(Records for this task)

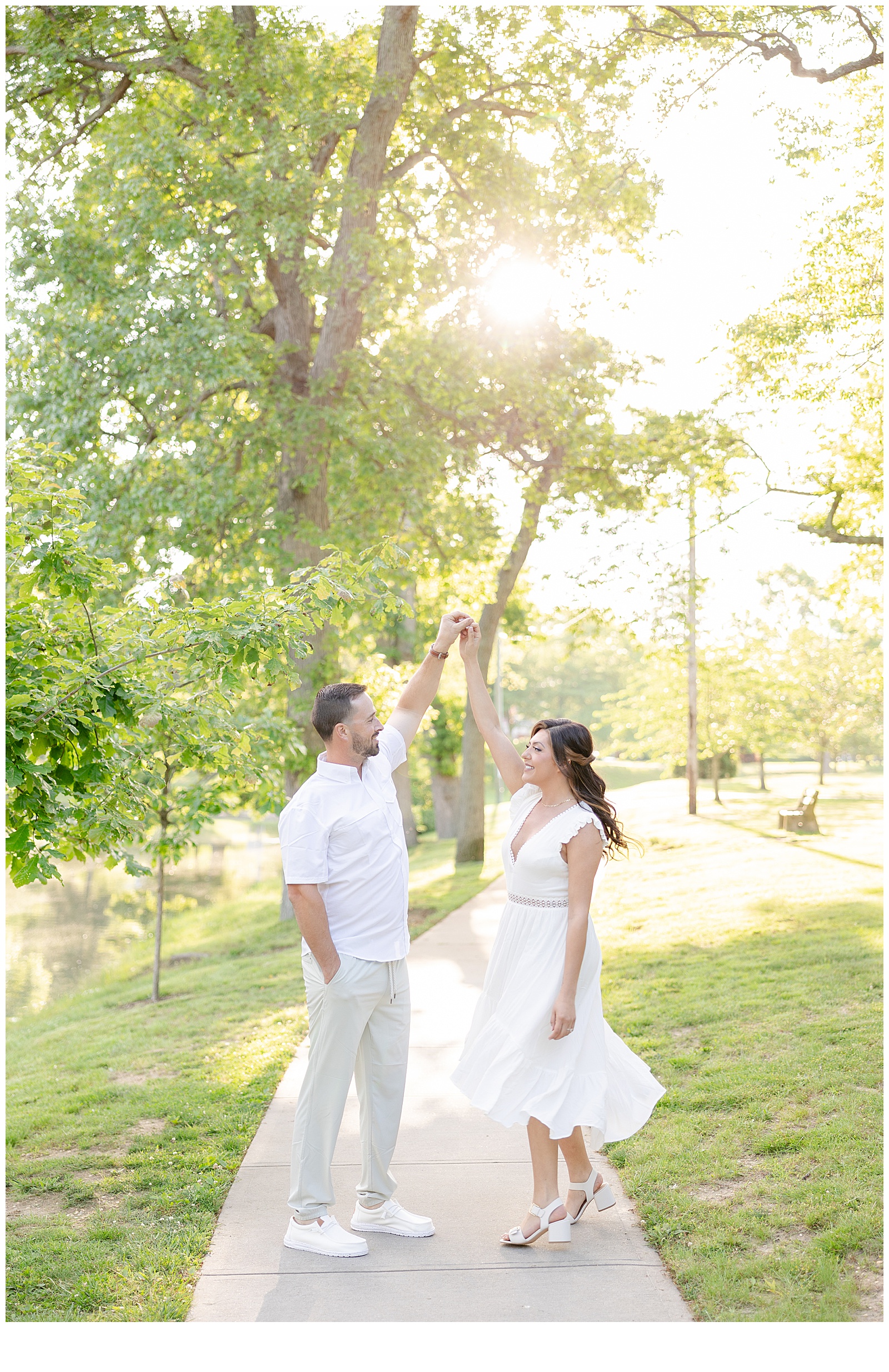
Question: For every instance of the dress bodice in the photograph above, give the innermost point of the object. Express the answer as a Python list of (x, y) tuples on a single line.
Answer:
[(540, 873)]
...
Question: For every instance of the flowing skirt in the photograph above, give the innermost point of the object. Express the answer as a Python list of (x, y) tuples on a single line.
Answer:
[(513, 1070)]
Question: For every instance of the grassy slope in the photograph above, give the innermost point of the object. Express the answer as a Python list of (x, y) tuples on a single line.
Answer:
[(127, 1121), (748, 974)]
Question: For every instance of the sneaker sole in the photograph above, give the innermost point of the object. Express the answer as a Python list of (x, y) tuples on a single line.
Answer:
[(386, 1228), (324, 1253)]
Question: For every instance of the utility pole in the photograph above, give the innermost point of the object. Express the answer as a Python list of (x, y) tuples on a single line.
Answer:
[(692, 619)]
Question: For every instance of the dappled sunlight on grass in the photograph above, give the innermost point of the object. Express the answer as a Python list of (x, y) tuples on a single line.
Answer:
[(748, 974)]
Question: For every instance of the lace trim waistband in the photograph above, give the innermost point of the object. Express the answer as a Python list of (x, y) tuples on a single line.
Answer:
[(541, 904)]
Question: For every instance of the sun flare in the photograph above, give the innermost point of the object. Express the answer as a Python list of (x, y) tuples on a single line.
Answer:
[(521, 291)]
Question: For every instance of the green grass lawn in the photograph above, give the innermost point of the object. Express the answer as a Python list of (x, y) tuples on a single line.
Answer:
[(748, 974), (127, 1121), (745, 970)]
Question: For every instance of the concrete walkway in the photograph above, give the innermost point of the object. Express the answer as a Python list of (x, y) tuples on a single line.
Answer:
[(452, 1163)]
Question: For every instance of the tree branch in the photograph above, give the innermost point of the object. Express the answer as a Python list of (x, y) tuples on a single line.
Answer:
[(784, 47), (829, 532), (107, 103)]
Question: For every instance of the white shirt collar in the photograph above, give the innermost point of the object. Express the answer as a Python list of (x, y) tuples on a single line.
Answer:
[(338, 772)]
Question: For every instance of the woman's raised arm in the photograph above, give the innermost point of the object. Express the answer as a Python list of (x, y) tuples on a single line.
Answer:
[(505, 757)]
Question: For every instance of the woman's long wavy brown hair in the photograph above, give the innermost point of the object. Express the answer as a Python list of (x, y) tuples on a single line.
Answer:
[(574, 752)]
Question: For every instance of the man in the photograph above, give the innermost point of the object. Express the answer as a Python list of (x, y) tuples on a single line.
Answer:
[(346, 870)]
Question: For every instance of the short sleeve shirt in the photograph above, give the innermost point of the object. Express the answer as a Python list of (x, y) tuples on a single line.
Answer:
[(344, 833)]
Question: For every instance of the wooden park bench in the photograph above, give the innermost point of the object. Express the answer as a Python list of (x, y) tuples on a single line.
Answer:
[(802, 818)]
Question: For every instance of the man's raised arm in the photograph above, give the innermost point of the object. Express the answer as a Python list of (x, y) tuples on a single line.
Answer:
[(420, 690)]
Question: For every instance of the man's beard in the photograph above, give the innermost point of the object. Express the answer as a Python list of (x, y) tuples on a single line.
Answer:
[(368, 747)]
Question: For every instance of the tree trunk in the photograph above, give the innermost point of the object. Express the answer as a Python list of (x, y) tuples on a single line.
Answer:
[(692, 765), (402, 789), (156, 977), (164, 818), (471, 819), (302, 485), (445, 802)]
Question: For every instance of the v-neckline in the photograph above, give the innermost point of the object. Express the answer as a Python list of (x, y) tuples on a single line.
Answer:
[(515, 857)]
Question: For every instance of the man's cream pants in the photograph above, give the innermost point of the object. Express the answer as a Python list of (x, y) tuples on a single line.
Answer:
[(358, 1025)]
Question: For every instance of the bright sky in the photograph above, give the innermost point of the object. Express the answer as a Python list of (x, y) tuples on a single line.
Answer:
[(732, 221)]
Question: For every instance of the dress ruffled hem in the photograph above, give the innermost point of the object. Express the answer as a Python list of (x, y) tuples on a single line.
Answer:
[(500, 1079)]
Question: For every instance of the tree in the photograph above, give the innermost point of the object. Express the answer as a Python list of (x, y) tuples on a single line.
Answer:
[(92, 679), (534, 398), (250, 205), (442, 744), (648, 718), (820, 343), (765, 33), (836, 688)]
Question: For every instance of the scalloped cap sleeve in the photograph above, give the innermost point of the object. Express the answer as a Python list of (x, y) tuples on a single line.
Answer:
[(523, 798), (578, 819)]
* * *
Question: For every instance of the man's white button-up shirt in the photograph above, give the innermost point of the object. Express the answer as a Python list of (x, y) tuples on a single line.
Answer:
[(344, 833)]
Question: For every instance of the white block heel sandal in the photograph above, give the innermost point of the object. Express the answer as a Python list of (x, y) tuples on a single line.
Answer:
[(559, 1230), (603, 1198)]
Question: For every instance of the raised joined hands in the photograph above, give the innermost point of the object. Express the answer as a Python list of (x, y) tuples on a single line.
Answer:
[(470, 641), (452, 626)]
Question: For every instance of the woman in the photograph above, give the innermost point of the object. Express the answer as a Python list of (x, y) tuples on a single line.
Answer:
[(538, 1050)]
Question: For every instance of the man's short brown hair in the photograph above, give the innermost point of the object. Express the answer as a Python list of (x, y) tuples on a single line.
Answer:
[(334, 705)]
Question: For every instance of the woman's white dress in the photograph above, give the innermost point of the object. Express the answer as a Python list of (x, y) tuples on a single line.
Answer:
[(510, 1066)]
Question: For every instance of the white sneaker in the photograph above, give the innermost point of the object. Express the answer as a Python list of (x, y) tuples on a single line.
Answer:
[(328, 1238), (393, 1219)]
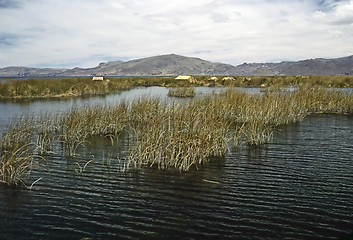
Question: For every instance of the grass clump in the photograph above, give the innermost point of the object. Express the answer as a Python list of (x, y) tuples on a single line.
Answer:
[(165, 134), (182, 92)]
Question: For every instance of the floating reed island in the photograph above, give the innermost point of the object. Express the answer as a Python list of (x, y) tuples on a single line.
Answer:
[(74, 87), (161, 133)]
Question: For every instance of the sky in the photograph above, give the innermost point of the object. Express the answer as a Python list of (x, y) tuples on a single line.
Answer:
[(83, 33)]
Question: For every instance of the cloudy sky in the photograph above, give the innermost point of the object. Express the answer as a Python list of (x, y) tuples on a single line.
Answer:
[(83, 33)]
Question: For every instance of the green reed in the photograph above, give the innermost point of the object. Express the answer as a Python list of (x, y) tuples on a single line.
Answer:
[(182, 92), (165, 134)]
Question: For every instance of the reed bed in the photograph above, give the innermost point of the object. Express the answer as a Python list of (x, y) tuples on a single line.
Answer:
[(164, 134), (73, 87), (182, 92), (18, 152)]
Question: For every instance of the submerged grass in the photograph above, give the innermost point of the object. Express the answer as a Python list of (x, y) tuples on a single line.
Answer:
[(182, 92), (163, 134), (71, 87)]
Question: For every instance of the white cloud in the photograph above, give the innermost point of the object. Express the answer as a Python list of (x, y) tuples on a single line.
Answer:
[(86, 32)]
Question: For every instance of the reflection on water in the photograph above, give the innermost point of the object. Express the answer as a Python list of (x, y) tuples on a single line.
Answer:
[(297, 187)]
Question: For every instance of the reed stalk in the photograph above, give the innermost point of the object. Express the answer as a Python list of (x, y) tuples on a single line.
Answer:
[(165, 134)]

(Exercise brief) When a line in the listing above holds the word "brown", copy it.

(Output for this task)
Question: For every instance of the woman's long wavy brown hair in the photograph above, give the innermost point of the object. Express the answer as a Python list of (x, y) tuples on a single line.
Question: For every instance of the man's short brown hair in the photograph above, give the innermost point of the object. Express the answer as a Python list of (x, y) tuples on a single line.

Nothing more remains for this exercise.